- [Goal]: In the listing below, render the lines from the one containing "the man's hand." through the end of the listing as a Markdown table with two columns, "Index" and "Line". Number each row and omit blank lines.

- [Records provided]:
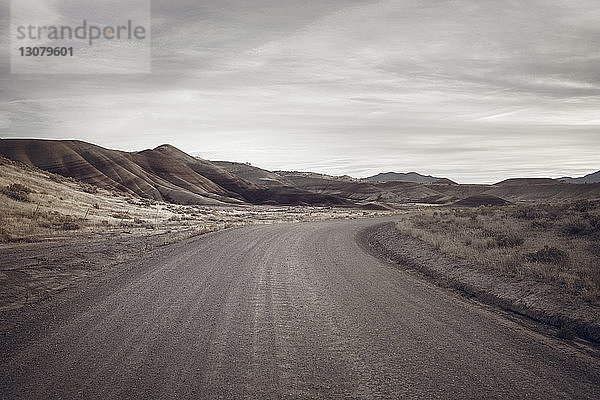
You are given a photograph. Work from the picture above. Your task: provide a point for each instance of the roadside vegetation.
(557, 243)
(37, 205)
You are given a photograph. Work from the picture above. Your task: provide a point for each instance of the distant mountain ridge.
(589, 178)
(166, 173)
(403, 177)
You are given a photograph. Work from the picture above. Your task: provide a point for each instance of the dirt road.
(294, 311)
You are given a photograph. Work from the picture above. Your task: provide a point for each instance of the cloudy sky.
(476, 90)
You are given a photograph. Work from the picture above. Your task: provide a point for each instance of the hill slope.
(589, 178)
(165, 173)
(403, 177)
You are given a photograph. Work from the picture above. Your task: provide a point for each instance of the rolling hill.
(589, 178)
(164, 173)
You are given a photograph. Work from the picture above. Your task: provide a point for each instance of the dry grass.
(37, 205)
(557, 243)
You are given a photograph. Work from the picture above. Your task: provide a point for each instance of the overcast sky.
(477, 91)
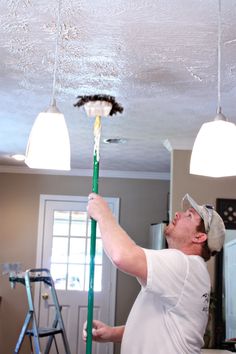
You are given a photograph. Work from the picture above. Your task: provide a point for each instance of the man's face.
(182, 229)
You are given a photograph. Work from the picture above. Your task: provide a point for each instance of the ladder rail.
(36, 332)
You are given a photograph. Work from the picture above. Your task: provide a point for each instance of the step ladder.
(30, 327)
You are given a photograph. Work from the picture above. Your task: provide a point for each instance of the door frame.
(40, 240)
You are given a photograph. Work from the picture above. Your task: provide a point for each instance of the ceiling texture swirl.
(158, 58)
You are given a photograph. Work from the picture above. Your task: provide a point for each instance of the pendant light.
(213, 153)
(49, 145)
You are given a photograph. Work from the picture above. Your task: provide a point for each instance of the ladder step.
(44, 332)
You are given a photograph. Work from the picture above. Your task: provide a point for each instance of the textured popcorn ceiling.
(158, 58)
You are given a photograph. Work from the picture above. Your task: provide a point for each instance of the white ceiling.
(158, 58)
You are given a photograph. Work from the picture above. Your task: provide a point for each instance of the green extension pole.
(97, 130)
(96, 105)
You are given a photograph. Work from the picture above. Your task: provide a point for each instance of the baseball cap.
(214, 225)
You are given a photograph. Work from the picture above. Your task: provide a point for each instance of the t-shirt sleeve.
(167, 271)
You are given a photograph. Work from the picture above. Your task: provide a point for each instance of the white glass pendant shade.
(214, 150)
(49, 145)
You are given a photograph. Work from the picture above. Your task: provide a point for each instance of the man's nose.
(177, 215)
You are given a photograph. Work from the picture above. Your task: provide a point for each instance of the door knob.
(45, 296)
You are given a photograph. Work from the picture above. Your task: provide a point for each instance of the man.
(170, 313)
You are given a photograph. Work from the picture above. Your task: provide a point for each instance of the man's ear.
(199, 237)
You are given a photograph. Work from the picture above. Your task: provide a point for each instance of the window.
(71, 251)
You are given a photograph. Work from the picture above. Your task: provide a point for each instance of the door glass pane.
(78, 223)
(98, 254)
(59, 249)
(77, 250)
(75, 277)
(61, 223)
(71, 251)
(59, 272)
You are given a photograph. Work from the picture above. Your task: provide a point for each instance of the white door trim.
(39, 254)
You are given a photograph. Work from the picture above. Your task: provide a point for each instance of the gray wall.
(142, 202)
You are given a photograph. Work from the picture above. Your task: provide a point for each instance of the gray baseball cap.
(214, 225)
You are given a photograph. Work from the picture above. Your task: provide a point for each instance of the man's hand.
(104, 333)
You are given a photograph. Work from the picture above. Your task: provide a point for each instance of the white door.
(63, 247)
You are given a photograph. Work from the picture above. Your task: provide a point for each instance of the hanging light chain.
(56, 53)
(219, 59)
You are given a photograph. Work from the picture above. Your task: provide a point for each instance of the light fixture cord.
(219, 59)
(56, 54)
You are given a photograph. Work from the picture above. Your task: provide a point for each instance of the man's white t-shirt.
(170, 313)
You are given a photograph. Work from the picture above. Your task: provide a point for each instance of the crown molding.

- [Exercise response]:
| Index | Line |
|---|---|
| 1 | You are given a photograph. Work from the picture above. Your task: provide a point for each instance of the man's hand. |
| 2 | (104, 333) |
| 3 | You are given a photograph. Work from the picture above. Your task: provide a point for each instance of the white door. |
| 4 | (63, 247) |
| 5 | You are given a photograph. Work from the picture above. Your task: provide a point for each instance of the hanging light chain. |
| 6 | (56, 53) |
| 7 | (219, 59) |
| 8 | You are given a photograph. Work from the picture above. Your task: provide a point for each instance of the light fixture cord. |
| 9 | (219, 59) |
| 10 | (56, 54) |
| 11 | You are given a photograph. Work from the picture above. Your task: provide a point for each instance of the man's white t-shirt. |
| 12 | (170, 313) |
| 13 | You are given a photograph. Work from the picture above. Your task: provide a point for each instance of the crown molding. |